*抜粋本文*.
------------

にわかには信じられないこともいっぱいです。
大相撲界にも「それ、ウソでしょう」と思わず頬をつねり、聞き直したくなる話があちこちに転がっています。
そんな信じられない、ホントの話を集めてみました。
※月刊『相撲』平成31年4月号から連載中の「大相撲が大好きになる 話の玉手箱」を一部編集。毎週金曜日に公開します。

観客が倒れた理由

大相撲関係者なら、誰だって場所が盛り上がって欲しい、優勝争いが白熱しろ、と願っている。でも、ここまで来ると、逆に怖くなる。
 
平成20(2008)年初場所は、場所前から異様な熱気に包まれていた。体調不良を理由に夏巡業を休場しながらモンゴルに帰国し、サッカーに興じていたことが明らかになり、2場所連続の出場停止処分を受けていた朝青龍が半年ぶりに戻ってきた。どんな顔で土俵にあがるのか。相撲っぷりはどうか。希代の憎まれっ子が困った顔をひと目見たいと、ときならぬ朝青龍フィーバーが巻き起こったのだ。
 
朝青龍がいない間、ひとり横綱としてよく留守を守っていた白鵬(現宮城野親方)が全勝、これを1敗で朝青龍が激しく追いかける展開で迎えた8日目も、もちろん超満員の入りだった。この日の朝青龍の対戦相手は西前頭3枚目の栃乃洋(現竹縄親方)。相撲は、朝青龍がいつものように先手を取って一方的に攻めまくり、最後は右からの上手投げで転がしたが、この結びの一番が終わった直後に館内のあちこちで信じがたいことが起こった。

------------

*保存済みレコード*.

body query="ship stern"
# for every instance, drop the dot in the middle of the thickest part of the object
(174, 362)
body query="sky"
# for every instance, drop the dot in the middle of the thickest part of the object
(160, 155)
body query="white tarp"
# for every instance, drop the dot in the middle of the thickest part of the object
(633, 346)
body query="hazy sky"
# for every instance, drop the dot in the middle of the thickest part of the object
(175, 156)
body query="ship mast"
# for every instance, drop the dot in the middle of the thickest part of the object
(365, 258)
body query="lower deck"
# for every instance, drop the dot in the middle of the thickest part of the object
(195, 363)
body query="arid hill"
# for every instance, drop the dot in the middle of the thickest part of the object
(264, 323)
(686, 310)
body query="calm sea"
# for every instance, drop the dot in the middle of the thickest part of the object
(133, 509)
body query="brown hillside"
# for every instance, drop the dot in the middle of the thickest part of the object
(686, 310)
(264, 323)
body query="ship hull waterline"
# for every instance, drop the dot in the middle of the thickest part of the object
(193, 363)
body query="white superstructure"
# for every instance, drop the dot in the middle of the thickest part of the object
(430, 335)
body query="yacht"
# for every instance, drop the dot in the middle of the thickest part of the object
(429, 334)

------------

*作業要件*.
(a) 大相撲の抜粋に登場する力士のしこ名をすべて挙げてください。
(b) 大相撲の抜粋から、「にわかには信じられないこともいっぱいです。」を含む語句で始まり「こまで来ると、逆に怖くなる。」で終わる部分を、一字も変えずに返してください。
(c) 大相撲の抜粋を、最後の文の後から先へ書き進めてください。

*解答*.
(a) 朝青龍、白鵬、栃乃洋

(b)
にわかには信じられないこともいっぱいです。
大相撲界にも「それ、ウソでしょう」と思わず頬をつねり、聞き直したくなる話があちこちに転がっています。
そんな信じられない、ホントの話を集めてみました。
※月刊『相撲』平成31年4月号から連載中の「大相撲が大好きになる 話の玉手箱」を一部編集。毎週金曜日に公開します。

観客が倒れた理由

大相撲関係者なら、誰だって場所が盛り上がって欲しい、優勝争いが白熱しろ、と願っている。でも、ここまで来ると、逆に怖くなる。

(c)
なんと5人もの観客が相次いで倒れ、相撲診療所に運ぶ担架が足りなくなる騒ぎが発生したのだ。内訳は、40代と79歳の男性、30代2人と59歳の女性だった。相撲診療所の吉田博之所長は、

「いつもは1場所を通して5人ぐらいなんだけど、こんなに短時間に5人もの客が運ばれてくるのは珍しい」
 
と首を捻ったが、警備本部長の伊勢ノ海親方(先代、元関脇藤ノ川)は、

「好取組が多かったので、熱気で(館内の)温度が上がったのかな」
 
と話した。このため、相撲協会は翌9日目から館内放送で、

「席をお立ちの際、また歩行中、足元には十分、お気をつけください」
 
と注意を喚起したが、この日もまた、1人倒れて救急車で運ばれている。みんな、朝青龍の“毒気”に当たったのだ。ここまで観客を興奮させるなんて、やはりただ者ではなかった、と言える。こんな強烈な個性を発揮する力士は、最近、とんと見なくなった。見ていて卒倒したくなるような力士、出て来い。